Stated problem: Only the lines from the one containing "Thanks for the photo. Could you please mark the dimly" through the last line below should be written out, exactly and with both ends kept.

Listed entries:
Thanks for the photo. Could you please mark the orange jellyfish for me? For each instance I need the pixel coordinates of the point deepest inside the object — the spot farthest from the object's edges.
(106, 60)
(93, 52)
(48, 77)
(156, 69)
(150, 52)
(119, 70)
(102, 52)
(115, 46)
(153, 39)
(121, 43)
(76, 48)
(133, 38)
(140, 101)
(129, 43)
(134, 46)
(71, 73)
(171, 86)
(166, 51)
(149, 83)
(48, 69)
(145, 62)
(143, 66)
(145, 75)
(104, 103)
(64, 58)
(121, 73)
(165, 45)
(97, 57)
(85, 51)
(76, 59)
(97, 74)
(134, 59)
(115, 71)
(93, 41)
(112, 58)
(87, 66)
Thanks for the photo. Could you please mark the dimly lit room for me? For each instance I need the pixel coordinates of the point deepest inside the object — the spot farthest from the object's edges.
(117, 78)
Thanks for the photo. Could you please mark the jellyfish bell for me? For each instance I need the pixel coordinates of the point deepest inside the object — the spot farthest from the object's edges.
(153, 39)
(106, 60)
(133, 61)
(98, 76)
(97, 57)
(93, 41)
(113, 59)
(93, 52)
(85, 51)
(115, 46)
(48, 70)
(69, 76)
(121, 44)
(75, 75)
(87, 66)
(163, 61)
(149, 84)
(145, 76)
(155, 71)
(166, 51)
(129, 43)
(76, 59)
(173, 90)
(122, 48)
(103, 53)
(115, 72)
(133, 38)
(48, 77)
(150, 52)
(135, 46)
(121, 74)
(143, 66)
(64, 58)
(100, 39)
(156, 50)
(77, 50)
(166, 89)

Response:
Thanks for the photo. Could you please mark the dimly lit room for me? For each instance I need the pixel coordinates of the point deepest inside the object — the spot farthest from the object's edges.
(117, 78)
Thanks for the photo. Could you please mark the jellyfish bell for me? For each instance I need the pixel coordinates of the point deepest inside the object — the spot farthest from the object's edges.
(153, 39)
(106, 60)
(133, 61)
(98, 76)
(97, 57)
(93, 41)
(113, 59)
(93, 52)
(85, 51)
(115, 46)
(48, 70)
(69, 76)
(121, 44)
(75, 75)
(87, 66)
(163, 61)
(149, 84)
(145, 76)
(155, 71)
(166, 51)
(129, 43)
(76, 59)
(173, 90)
(122, 48)
(103, 53)
(115, 72)
(133, 38)
(48, 77)
(150, 52)
(135, 46)
(121, 74)
(143, 66)
(64, 58)
(100, 39)
(156, 50)
(77, 50)
(166, 89)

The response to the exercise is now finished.